- _TEXTO PROPORCIONADO_
Finalmente, el actual presidente interino (condición que quiso resaltar, prometiendo desapego de las ideas de su partido y la formación de un gabinete plural) propuso una lista de prioridades para su mandato. La primera, garantizar un proceso electoral limpio y transparente. La segunda, la lucha contra el COVID19 y la preparación frente a la segunda ola (aquí destacó la labor de los sanitarios y aprovechó para narrar su visita a los heridos de las protestas). La tercera, la economía. La cuarta, la seguridad. Y la quinta y última, la reforma política para luchar contra la corrupción (sin saltarse los procesos de la ley ni de la Constitución). Para cumplir este indudablemente ambicioso programa, Francisco Sagasti, tiene algo menos de cuatro meses. Sin entrar en juicios valorativos sobre sus intenciones, parecen esperanzas demasiado altas para conseguirse antes de las elecciones de abril de 2021. Lo que sí resulta deseable es que de aquí en adelante la estabilidad vuelva a recuperarse en las calles de Perú y que la clase política tome ejemplo de su ciudadanía para que haya unas elecciones pacíficas tras la presidencia itinerante.

- _SECCIÓN DE DATOS_
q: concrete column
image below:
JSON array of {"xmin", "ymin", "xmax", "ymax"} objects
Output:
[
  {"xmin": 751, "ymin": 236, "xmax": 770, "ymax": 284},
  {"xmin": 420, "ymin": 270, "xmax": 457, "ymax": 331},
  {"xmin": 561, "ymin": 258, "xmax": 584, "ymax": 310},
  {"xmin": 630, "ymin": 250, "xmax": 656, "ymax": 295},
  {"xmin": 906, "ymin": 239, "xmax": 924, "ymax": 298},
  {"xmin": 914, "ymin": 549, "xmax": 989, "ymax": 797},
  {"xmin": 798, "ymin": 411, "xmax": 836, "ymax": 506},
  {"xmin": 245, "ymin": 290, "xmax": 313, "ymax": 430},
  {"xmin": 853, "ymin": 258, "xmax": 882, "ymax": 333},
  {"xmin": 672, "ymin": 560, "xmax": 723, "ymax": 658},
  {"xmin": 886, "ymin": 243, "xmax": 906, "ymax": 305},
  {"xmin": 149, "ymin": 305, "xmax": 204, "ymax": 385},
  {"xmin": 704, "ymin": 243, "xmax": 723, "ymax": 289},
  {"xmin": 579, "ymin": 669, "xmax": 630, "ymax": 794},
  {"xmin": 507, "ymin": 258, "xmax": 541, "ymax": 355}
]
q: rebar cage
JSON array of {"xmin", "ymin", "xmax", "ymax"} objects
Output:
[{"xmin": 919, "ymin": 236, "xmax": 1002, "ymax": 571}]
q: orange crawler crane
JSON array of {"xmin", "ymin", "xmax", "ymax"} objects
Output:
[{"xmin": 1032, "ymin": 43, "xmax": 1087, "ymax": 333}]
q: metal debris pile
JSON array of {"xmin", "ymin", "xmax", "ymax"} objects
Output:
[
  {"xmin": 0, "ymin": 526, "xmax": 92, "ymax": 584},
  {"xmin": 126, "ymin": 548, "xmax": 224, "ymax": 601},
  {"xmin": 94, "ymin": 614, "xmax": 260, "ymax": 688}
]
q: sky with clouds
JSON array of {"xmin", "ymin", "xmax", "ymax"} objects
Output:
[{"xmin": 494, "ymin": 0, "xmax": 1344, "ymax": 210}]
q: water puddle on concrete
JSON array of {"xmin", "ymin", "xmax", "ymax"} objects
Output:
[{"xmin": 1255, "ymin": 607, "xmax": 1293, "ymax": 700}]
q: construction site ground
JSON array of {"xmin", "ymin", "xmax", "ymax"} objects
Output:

- _TAREA A REALIZAR_
Escribe la continuación del texto sobre la presidencia interina de Francisco Sagasti en Perú, a partir de su última oración.

- _RESPUESTA ESCRITA_
Tal vez sea un buen momento para que la sociedad peruana se replantee el modelo político, quizá siguiendo el ejemplo chileno y tratando de cambiar una Constitución política como la de 1993, redactada en parte por Fujimori para perpetuarse en el poder. Tal vez sea en ese punto en el que pueda hallarse la respuesta a la incómoda pregunta.